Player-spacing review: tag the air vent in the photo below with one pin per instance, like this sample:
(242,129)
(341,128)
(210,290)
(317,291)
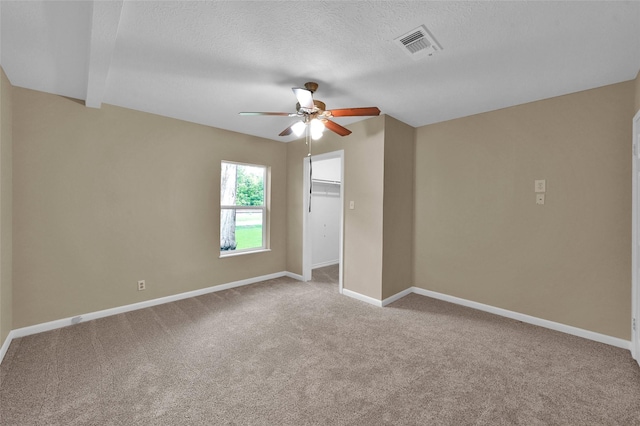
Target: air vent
(418,43)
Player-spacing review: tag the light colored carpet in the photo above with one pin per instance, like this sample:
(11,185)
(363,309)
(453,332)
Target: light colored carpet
(284,352)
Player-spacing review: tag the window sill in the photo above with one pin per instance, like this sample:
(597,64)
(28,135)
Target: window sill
(233,254)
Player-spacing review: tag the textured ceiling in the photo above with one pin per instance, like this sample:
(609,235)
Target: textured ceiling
(206,61)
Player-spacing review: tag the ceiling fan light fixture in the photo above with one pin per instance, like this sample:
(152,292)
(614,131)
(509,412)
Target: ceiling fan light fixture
(317,126)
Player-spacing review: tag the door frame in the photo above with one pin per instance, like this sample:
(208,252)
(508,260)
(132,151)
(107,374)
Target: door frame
(306,220)
(635,252)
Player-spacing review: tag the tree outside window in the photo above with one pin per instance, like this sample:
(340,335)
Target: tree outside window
(243,207)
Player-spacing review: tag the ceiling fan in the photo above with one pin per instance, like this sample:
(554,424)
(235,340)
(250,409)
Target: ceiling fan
(314,115)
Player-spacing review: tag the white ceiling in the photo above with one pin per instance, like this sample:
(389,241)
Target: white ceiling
(206,61)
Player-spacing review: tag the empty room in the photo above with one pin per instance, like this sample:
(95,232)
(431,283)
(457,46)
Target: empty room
(319,213)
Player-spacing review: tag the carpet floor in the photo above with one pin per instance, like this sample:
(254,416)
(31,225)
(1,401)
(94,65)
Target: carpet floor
(283,352)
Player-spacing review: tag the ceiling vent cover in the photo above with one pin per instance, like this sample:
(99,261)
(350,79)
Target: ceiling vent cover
(418,43)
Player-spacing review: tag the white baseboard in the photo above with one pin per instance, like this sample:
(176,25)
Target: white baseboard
(5,345)
(397,296)
(362,297)
(586,334)
(323,264)
(294,276)
(65,322)
(575,331)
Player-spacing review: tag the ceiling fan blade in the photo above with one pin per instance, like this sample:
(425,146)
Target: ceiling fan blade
(287,131)
(352,112)
(284,114)
(305,97)
(335,127)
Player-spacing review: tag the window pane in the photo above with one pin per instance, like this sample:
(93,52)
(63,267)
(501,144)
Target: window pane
(228,184)
(249,185)
(240,229)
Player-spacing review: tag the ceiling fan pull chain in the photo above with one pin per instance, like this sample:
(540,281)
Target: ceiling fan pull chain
(310,168)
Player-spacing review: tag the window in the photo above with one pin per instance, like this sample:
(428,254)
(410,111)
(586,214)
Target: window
(243,208)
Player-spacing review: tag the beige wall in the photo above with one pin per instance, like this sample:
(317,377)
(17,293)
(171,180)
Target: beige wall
(637,81)
(363,184)
(106,197)
(399,153)
(480,235)
(6,141)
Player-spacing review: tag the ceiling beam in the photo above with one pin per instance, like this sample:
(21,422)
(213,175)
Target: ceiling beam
(104,29)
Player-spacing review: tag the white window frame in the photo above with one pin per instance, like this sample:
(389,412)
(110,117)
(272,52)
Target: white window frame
(264,209)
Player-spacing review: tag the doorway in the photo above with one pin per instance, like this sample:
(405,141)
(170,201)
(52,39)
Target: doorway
(323,223)
(635,250)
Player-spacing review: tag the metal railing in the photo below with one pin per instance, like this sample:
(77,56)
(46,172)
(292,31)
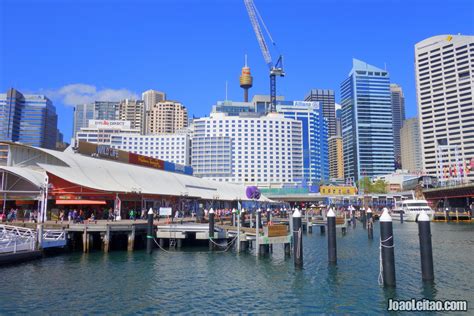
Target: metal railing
(14,239)
(54,235)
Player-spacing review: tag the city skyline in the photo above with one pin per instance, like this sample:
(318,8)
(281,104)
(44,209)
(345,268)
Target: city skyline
(219,35)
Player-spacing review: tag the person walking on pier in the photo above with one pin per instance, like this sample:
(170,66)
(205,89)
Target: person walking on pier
(61,216)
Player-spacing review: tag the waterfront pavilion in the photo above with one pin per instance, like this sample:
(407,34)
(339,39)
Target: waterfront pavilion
(72,180)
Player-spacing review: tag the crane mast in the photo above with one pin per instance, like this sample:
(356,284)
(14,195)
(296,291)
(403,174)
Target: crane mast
(275,69)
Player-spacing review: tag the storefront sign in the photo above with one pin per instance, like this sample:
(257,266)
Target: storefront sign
(146,161)
(165,211)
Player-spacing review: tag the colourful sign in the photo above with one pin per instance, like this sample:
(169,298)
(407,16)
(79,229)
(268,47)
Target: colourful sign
(146,161)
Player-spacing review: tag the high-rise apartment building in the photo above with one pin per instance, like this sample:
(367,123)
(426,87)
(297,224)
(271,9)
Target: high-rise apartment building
(444,82)
(411,145)
(82,114)
(166,117)
(251,149)
(326,99)
(336,158)
(315,140)
(106,110)
(398,109)
(101,131)
(134,112)
(175,148)
(233,108)
(98,110)
(28,118)
(367,129)
(152,97)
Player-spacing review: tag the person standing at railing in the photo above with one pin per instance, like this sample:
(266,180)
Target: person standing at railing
(61,216)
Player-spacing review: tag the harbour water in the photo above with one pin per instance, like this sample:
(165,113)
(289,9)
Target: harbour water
(195,280)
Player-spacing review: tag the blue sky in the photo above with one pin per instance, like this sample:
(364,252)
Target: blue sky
(77,50)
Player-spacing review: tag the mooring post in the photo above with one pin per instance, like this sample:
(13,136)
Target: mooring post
(387,248)
(297,239)
(242,218)
(238,232)
(85,240)
(362,217)
(257,227)
(107,239)
(370,224)
(149,234)
(131,239)
(332,247)
(353,216)
(39,239)
(426,249)
(211,229)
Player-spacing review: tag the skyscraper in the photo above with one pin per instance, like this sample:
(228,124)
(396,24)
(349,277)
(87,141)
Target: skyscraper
(328,103)
(134,112)
(82,114)
(398,109)
(444,84)
(411,145)
(166,117)
(152,97)
(98,110)
(28,118)
(367,118)
(336,158)
(315,140)
(106,110)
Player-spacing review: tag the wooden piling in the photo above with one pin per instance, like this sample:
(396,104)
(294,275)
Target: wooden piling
(131,239)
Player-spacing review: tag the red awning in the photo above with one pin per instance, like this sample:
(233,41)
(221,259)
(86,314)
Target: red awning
(24,202)
(80,202)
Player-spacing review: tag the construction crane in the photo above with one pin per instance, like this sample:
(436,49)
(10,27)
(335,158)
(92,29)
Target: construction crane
(275,69)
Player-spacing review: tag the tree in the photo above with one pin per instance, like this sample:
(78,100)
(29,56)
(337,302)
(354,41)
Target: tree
(365,185)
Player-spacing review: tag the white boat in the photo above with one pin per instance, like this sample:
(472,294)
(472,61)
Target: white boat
(411,209)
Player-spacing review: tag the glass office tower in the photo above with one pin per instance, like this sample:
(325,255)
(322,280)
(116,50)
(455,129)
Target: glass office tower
(28,118)
(367,122)
(315,138)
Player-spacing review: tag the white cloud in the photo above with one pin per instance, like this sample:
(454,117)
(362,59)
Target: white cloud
(79,93)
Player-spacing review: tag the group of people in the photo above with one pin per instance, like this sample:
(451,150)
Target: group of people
(15,214)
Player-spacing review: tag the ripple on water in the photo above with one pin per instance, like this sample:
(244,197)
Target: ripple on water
(190,282)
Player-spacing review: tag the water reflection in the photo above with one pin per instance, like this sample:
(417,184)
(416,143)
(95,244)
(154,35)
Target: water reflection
(195,281)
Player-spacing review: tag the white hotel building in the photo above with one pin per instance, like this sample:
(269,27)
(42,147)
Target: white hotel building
(169,147)
(249,149)
(445,83)
(100,131)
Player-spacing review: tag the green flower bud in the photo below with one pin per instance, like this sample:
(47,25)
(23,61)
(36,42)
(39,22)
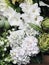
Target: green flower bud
(6,25)
(45,24)
(44,42)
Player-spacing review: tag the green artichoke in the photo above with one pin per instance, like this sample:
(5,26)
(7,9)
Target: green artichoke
(45,24)
(44,42)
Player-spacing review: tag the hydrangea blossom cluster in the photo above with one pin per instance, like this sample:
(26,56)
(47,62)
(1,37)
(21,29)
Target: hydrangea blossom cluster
(23,42)
(23,47)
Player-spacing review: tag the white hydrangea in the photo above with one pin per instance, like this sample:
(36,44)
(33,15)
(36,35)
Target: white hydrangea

* Problem description: Figure out how many lines of the listing above include "below"; the answer is that number alone.

* Answer to the problem: 3